=== Material supplied ===
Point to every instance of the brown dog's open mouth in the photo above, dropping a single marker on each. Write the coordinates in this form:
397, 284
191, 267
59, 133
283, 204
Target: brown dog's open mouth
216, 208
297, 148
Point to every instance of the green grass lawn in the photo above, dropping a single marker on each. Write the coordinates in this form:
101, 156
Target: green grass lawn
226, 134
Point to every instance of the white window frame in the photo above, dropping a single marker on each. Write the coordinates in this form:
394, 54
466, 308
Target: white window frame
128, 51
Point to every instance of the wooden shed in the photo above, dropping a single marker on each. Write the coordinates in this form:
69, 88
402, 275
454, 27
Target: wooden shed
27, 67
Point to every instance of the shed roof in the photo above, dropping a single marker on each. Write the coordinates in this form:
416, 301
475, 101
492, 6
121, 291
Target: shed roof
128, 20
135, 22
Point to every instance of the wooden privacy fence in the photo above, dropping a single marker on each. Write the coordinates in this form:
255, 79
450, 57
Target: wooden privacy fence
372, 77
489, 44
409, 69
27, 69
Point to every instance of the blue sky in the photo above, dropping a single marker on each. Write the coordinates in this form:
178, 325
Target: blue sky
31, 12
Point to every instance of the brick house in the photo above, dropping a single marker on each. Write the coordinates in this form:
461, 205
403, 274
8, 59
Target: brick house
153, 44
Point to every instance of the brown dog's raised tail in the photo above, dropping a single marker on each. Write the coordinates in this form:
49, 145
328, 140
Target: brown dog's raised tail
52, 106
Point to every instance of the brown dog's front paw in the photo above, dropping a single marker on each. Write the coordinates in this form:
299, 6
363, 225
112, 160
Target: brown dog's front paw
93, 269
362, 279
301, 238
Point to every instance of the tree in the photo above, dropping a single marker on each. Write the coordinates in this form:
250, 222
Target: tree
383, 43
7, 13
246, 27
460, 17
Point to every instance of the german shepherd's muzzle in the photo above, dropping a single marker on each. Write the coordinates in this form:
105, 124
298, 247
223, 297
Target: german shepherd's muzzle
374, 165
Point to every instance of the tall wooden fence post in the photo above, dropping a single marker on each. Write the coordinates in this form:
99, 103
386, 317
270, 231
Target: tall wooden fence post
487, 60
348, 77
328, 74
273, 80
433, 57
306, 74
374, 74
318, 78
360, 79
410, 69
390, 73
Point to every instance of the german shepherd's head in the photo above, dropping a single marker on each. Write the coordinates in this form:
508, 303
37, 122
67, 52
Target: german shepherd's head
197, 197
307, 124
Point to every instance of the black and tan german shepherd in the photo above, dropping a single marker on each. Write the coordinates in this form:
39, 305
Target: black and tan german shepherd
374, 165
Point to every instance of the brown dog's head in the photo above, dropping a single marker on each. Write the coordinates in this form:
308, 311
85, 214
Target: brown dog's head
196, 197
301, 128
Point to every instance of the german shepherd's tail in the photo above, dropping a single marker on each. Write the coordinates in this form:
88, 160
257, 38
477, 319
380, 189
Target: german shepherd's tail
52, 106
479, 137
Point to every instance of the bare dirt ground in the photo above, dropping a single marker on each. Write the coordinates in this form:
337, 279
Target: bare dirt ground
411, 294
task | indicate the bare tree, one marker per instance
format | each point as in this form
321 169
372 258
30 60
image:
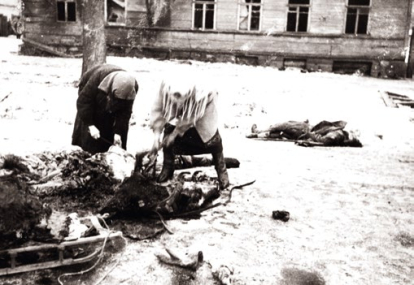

=== Instructions to follow ===
Set the listing above down again exactly, leaving pictures out.

=== Answer space ===
Point to every instance of the brown dog's open mouth in the photo above, dropping a single marker on each. Write the coordinates in this form:
397, 284
191, 267
59, 133
283, 204
Target: brown dog's open mouth
216, 208
297, 148
Point to every instance of the green grass lawn in the photo above, dropping a single marker on each. Write the coordinates in this form:
101, 156
Target: green grass lawn
226, 134
Point to every instance of the white window frame in the photo above, dropping a single marker on each. Write the coordinates in this form:
394, 54
466, 308
Target: white window frame
128, 51
Point to every instance of the wooden shed in the photo above, dropping a single marker on each. Write the coordinates in this form:
69, 88
402, 275
454, 27
Target: wooden shed
27, 67
Point to every instance of the shed roof in the photo above, dropping a single marker on each. Write the coordinates in this form:
416, 301
475, 101
492, 6
121, 291
Target: shed roof
128, 20
135, 22
Point to every instance of the wooden privacy fence in the photo above, dropping a single marker on each. Write the coordinates in this form:
255, 79
450, 57
Target: wooden privacy fence
372, 77
489, 44
409, 69
27, 69
Point to every instance of the blue sky in the photo above, dropping a single marker on each. Write the coordinates in this form:
178, 325
Target: blue sky
31, 12
Point to every instance of the brick house in the photo above, dropping a single marker on each. Write the coordinates in this form:
461, 205
403, 274
8, 59
Target: brick house
153, 44
Point to every instance of the brown dog's raised tail in the photo above, dropping a single marker on each. Write the coordinates in this form:
49, 145
328, 140
Target: brown dog's raised tail
52, 106
Point to every instance of the brown dog's front paw in the photo above, dropping a single marker on each. Write the coordinates in this form:
299, 6
363, 225
112, 160
Target: brown dog's front paw
93, 269
362, 279
301, 238
Point to every instance of the tree in the photo above, dropping a single marker on each. Write the coordinates in this form:
250, 222
Target: tree
383, 43
7, 13
246, 27
460, 17
Point to every instance of the german shepherd's muzzle in the photo above, dropping a single marker on each. Write the coordinates in this form:
105, 124
298, 247
223, 297
Target: german shepherd's muzzle
374, 165
Point to every instance of the tall wooden fence post in the photo above, dropping a single marker on each. Write the coordinates in this form:
99, 103
386, 317
270, 231
Target: tall wooden fence post
487, 60
348, 77
328, 74
273, 80
433, 57
306, 74
374, 74
318, 78
360, 79
410, 69
390, 73
Point to every instance of the german shepherd's head in the photo above, dropping a single marker on each. Write the coordinates in this form:
508, 303
37, 122
67, 52
Target: german shepherd's head
197, 197
307, 124
Point to every instance of the black and tan german shepherd in the photo above, dropping a single marker on each. Write the coordinates in this form:
39, 305
Target: black and tan german shepherd
374, 165
Point to every instance of the brown dog's head in the photo above, dropping a single marker on each. Write the coordinates in this form:
308, 311
85, 214
Target: brown dog's head
196, 197
301, 128
Point to every instance of the german shepherd's tail in the photo above, dropping a single marker on each. Write the coordinates in this form:
88, 160
257, 38
477, 319
380, 189
Target: german shepherd's tail
52, 106
479, 137
Point to every instance of the bare dirt ground in the photo above, dropping a single marker on each. Write the coordinates in this form:
337, 279
Target: bare dirt ground
411, 294
task | indicate the bare tree, one marker per instance
format | each point as in this form
321 169
372 258
30 60
image:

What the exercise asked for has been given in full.